▶ [Data under study]
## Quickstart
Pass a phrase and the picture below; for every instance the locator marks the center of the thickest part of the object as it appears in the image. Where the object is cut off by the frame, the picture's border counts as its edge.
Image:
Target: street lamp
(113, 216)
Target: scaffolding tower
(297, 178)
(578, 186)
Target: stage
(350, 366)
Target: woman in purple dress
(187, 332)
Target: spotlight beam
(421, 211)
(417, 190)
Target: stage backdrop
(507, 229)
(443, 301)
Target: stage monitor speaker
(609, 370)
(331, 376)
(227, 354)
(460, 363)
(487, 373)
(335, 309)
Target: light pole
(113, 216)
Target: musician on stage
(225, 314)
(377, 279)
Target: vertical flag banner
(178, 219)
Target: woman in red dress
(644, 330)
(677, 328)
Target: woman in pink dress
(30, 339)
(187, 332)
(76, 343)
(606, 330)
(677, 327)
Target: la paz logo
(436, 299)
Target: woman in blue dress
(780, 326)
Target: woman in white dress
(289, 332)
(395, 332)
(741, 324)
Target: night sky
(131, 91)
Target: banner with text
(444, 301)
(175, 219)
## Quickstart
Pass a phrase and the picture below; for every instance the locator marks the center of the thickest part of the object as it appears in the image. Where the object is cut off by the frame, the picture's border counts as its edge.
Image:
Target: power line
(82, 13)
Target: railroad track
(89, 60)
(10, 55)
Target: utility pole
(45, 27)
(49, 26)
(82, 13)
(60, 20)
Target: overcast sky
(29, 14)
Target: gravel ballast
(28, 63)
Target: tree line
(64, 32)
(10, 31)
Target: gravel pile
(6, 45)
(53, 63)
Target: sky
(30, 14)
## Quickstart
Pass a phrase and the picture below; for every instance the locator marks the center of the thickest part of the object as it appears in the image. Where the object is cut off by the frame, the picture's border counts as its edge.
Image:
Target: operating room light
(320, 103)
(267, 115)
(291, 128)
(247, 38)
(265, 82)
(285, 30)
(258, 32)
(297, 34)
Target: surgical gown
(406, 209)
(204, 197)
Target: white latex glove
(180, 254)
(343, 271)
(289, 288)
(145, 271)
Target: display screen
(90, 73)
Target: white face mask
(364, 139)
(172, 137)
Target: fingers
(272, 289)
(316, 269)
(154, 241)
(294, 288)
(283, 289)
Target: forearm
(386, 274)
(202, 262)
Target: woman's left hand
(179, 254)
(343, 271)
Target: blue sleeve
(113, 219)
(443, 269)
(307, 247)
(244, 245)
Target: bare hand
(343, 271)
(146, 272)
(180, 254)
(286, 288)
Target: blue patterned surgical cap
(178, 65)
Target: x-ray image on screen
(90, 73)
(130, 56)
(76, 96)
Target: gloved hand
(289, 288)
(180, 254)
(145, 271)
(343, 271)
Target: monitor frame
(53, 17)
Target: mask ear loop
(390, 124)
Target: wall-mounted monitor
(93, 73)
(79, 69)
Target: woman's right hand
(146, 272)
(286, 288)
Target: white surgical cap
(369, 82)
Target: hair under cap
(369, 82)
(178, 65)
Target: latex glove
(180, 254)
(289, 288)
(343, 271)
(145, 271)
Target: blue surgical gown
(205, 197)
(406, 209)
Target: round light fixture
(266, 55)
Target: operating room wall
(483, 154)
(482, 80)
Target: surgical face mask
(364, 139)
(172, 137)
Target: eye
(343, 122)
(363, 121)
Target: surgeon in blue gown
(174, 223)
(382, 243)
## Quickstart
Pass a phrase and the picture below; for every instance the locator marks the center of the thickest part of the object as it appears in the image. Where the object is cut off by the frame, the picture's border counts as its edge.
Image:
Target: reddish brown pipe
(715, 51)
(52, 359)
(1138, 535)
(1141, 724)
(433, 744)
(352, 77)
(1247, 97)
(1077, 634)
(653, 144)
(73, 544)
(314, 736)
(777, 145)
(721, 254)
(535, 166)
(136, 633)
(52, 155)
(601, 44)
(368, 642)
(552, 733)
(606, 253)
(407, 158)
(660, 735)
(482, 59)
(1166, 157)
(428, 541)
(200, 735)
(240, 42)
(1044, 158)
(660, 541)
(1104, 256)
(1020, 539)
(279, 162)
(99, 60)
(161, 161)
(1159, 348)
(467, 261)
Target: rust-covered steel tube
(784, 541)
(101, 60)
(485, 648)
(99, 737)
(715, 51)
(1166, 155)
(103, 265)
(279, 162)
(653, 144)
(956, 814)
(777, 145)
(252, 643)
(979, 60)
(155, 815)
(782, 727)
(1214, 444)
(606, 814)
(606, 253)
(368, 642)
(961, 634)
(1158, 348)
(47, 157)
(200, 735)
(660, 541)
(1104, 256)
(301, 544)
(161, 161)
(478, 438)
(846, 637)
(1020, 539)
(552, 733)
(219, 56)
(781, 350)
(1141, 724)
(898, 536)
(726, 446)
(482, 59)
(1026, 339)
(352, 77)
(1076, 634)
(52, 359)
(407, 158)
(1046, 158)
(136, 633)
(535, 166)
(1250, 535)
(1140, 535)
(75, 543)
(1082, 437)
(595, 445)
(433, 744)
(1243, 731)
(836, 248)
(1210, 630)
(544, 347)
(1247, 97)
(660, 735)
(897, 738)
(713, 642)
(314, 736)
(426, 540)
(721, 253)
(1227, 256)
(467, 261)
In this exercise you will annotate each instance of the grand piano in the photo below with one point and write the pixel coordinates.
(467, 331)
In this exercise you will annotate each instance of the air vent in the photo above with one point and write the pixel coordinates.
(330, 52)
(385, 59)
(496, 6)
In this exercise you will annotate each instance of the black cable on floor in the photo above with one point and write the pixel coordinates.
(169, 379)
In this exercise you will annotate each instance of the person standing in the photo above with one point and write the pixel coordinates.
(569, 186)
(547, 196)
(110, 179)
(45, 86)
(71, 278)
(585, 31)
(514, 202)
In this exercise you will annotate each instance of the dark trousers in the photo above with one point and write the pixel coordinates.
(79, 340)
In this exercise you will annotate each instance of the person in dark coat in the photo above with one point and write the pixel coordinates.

▶ [The problem]
What you write must match the records above exactly, line for line.

▶ [Answer to this exercise]
## Quickstart
Pass a phrase and the picture below; for every instance the locator marks the center of the thickest part of the object as it appears in the image. Where the object is cut off by the frame, the picture's border counts as its edge.
Image:
Target: street lamp
(113, 216)
Target: scaffolding tower
(297, 178)
(578, 186)
Target: stage
(350, 366)
Target: woman in purple dress
(187, 332)
Target: spotlight beam
(421, 211)
(417, 190)
Target: stage backdrop
(507, 229)
(443, 301)
Target: stage monitor speaker
(609, 370)
(331, 376)
(227, 354)
(460, 363)
(487, 373)
(335, 309)
Target: light pole
(113, 216)
Target: musician on stage
(225, 314)
(377, 279)
Target: vertical flag banner
(178, 219)
Target: woman in red dress
(644, 330)
(677, 328)
Target: woman in pink dress
(30, 339)
(187, 332)
(76, 343)
(606, 330)
(677, 327)
Target: la paz logo
(436, 299)
Target: woman in blue dress
(780, 326)
Target: woman in white dress
(289, 332)
(395, 332)
(741, 324)
Target: night sky
(131, 91)
Target: banner with text
(444, 301)
(175, 219)
## Quickstart
Pass a phrase and the picture below; for every instance the locator marks the center of the thickest part of the object as it appears in the image. Where the object is cut off by the frame, the picture's border counts as its edge.
Image:
Target: power line
(82, 13)
Target: railroad track
(89, 60)
(10, 55)
Target: utility pole
(45, 27)
(49, 26)
(82, 13)
(60, 20)
Target: overcast sky
(29, 14)
Target: gravel ballast
(28, 63)
Target: tree line
(64, 32)
(10, 31)
Target: gravel pile
(6, 45)
(53, 63)
Target: sky
(30, 14)
## Quickstart
Pass a phrase and the picture below; for every instance the locator marks the center of the thickest part of the object as it appears in the image. Where the object is cut off by the frame, the picture's border counts as its edge.
Image:
Target: operating room light
(320, 103)
(267, 115)
(291, 128)
(247, 38)
(265, 82)
(285, 30)
(258, 32)
(297, 34)
Target: surgical gown
(406, 209)
(204, 197)
Target: white latex glove
(180, 254)
(343, 271)
(289, 288)
(145, 271)
Target: display screen
(90, 73)
Target: white face mask
(364, 139)
(172, 137)
Target: fingers
(272, 289)
(316, 269)
(154, 241)
(294, 288)
(283, 289)
Target: forearm
(386, 274)
(202, 262)
Target: woman's left hand
(179, 254)
(343, 271)
Target: blue sleeve
(113, 219)
(443, 269)
(307, 247)
(244, 245)
Target: bare hand
(343, 271)
(146, 272)
(180, 254)
(286, 288)
Target: blue patterned surgical cap
(178, 65)
Target: x-ray image on screen
(90, 73)
(130, 56)
(76, 96)
Target: gloved hand
(289, 288)
(180, 254)
(145, 271)
(343, 271)
Target: monitor frame
(53, 17)
Target: mask ear loop
(390, 124)
Target: wall-mounted monitor
(93, 73)
(79, 69)
Target: woman's right hand
(146, 272)
(286, 288)
Target: white surgical cap
(369, 82)
Target: hair under cap
(369, 82)
(178, 65)
Target: latex glove
(180, 254)
(289, 288)
(343, 271)
(145, 271)
Target: blue surgical gown
(205, 197)
(406, 209)
Target: round light fixture
(266, 55)
Target: operating room wall
(483, 154)
(482, 80)
Target: surgical face mask
(364, 139)
(172, 137)
Target: eye
(343, 122)
(363, 121)
Target: surgeon in blue gown
(174, 223)
(382, 243)
## Quickstart
Pass a phrase and the picture below; for every instance the locator marks the center of the thickest part of the object as it appears in the image. Where the object is cut off by the frame, the picture's border counts as its edge.
Image:
Target: reddish brown pipe
(715, 51)
(52, 359)
(1138, 535)
(1141, 724)
(433, 744)
(352, 77)
(1247, 97)
(1077, 634)
(653, 144)
(73, 544)
(314, 736)
(777, 145)
(721, 254)
(535, 166)
(136, 633)
(52, 155)
(601, 44)
(368, 642)
(552, 733)
(606, 253)
(407, 158)
(660, 735)
(482, 59)
(1166, 157)
(428, 541)
(200, 735)
(240, 42)
(1044, 158)
(660, 541)
(1104, 256)
(1020, 539)
(279, 162)
(99, 60)
(161, 161)
(1159, 348)
(467, 261)
Target: rust-covered steel tube
(784, 541)
(101, 60)
(485, 648)
(99, 737)
(715, 51)
(1166, 155)
(103, 265)
(279, 162)
(653, 144)
(956, 814)
(777, 145)
(252, 643)
(979, 60)
(155, 815)
(782, 727)
(1214, 444)
(606, 814)
(606, 253)
(368, 642)
(961, 634)
(1158, 348)
(47, 157)
(200, 735)
(660, 541)
(1104, 256)
(301, 544)
(161, 161)
(478, 438)
(846, 637)
(1020, 539)
(552, 733)
(219, 56)
(781, 350)
(1141, 724)
(898, 536)
(726, 446)
(482, 59)
(1026, 339)
(352, 77)
(1076, 634)
(52, 359)
(407, 158)
(1046, 158)
(136, 633)
(535, 166)
(1250, 535)
(1140, 535)
(75, 543)
(1082, 437)
(595, 445)
(433, 744)
(1243, 731)
(836, 248)
(1210, 630)
(544, 347)
(1247, 97)
(660, 735)
(897, 738)
(713, 642)
(314, 736)
(426, 540)
(721, 253)
(1227, 256)
(467, 261)
In this exercise you will annotate each instance of the grand piano in the photo below with one point and write the pixel coordinates.
(467, 331)
In this exercise you will annotate each instance of the air vent in the photo above with one point and write the pixel coordinates.
(330, 52)
(385, 59)
(496, 6)
In this exercise you will annotate each instance of the black cable on floor in the photo above with one point and write the pixel coordinates.
(169, 379)
In this exercise you will annotate each instance of the person standing in the photo above with one point and write the pixel coordinates.
(569, 186)
(547, 196)
(110, 179)
(45, 86)
(71, 278)
(585, 31)
(514, 202)
In this exercise you will annotate each instance of the dark trousers in the photo above with one point and write the pixel coordinates.
(79, 340)
In this exercise you will annotate each instance of the person in dark coat in the photo above with one point and write the pixel coordinates.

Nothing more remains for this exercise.